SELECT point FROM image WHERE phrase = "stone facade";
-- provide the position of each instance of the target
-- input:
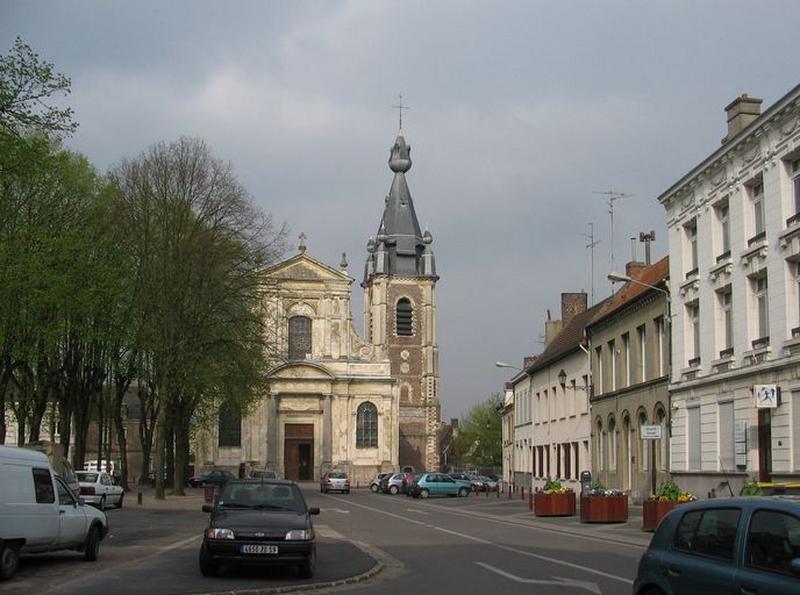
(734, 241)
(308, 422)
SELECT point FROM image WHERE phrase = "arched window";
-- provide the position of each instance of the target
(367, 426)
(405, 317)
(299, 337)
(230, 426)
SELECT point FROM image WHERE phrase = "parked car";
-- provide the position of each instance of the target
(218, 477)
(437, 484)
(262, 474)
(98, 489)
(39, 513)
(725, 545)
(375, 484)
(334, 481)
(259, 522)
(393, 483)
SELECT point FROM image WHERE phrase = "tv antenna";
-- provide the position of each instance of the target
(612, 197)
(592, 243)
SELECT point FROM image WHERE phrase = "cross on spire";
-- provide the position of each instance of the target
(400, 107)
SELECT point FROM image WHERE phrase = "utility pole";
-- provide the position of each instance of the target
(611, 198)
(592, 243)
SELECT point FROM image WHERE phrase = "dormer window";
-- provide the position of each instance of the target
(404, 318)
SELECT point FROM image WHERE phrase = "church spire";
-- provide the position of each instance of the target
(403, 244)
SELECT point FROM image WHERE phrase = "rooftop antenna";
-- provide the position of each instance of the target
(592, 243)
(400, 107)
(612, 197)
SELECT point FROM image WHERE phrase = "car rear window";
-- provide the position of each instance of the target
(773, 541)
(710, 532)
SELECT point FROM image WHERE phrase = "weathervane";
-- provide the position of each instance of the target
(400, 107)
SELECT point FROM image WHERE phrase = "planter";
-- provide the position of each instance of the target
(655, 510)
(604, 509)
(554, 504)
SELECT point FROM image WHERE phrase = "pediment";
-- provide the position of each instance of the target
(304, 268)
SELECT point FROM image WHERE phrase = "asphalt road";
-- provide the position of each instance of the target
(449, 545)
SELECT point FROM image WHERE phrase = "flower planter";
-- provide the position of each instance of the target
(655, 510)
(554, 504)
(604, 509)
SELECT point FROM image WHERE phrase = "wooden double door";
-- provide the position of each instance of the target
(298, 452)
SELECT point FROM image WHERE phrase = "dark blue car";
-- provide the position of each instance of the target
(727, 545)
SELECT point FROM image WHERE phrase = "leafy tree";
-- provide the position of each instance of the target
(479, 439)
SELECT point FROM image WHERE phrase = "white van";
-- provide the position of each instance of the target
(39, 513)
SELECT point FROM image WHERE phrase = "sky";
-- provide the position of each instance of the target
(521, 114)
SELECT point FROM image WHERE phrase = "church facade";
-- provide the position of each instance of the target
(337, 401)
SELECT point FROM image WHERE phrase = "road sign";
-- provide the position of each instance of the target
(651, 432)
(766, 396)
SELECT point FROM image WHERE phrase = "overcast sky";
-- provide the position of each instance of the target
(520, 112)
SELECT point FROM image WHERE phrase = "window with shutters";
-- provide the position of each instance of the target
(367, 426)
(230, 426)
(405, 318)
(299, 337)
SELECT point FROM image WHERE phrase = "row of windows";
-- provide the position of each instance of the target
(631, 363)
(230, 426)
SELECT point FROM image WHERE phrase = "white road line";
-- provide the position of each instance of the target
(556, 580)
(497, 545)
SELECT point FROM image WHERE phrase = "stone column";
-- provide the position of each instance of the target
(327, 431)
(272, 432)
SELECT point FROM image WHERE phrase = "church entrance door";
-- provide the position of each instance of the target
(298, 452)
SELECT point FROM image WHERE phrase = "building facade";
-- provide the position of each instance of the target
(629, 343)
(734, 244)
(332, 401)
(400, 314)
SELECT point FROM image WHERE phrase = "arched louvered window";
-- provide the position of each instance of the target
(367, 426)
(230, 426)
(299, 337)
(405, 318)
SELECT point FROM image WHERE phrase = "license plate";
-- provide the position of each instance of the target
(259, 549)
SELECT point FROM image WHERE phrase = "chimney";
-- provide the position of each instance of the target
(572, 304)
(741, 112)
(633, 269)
——
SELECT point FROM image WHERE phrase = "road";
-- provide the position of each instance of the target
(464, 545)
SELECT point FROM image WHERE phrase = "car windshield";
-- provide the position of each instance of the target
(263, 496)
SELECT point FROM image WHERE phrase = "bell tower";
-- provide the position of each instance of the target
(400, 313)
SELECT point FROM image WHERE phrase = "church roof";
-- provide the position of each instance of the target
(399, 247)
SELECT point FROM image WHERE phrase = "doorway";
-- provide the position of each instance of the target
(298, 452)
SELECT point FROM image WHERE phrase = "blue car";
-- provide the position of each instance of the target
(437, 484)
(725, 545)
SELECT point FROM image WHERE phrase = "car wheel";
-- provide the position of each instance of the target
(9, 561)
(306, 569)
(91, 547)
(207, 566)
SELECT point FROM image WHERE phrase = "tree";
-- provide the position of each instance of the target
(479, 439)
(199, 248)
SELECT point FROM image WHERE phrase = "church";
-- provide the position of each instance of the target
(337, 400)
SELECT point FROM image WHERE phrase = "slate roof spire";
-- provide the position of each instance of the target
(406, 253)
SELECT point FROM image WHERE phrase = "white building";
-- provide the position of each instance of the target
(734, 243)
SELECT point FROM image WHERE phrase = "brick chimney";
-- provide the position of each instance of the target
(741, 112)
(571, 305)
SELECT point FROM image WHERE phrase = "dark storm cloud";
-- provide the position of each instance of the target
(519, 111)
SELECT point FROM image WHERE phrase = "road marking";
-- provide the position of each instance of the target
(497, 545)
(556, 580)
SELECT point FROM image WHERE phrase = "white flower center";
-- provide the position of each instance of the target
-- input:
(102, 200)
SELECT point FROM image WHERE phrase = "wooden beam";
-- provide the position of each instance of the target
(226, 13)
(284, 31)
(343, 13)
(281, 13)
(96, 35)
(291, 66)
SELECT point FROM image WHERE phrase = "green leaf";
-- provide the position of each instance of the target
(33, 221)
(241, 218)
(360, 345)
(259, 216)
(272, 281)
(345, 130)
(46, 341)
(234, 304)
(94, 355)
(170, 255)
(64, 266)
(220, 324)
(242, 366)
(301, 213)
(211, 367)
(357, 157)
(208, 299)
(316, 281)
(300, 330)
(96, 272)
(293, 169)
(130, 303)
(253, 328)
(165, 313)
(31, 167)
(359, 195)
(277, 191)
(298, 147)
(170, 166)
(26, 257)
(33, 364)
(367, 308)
——
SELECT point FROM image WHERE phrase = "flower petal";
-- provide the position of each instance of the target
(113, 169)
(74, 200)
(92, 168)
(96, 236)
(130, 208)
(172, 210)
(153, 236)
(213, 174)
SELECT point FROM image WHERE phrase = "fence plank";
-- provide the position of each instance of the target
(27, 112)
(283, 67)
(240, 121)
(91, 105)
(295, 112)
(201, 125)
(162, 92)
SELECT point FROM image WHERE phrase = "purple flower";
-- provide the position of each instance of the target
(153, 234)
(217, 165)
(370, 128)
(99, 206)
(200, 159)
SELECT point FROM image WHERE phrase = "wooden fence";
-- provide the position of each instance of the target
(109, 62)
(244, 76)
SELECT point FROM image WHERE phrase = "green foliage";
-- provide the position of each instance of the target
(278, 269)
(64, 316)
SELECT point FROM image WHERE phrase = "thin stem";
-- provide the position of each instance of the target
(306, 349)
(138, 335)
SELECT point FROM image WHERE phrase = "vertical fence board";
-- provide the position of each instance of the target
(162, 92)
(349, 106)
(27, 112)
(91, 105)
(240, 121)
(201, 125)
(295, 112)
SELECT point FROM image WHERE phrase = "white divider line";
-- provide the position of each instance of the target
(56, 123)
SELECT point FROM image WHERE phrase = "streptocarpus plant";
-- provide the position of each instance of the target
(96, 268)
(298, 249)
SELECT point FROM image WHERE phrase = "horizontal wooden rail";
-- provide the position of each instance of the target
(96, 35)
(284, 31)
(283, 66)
——
* Problem details
State the number of lines above that hold the string "flower", with nothing added.

* Written solution
4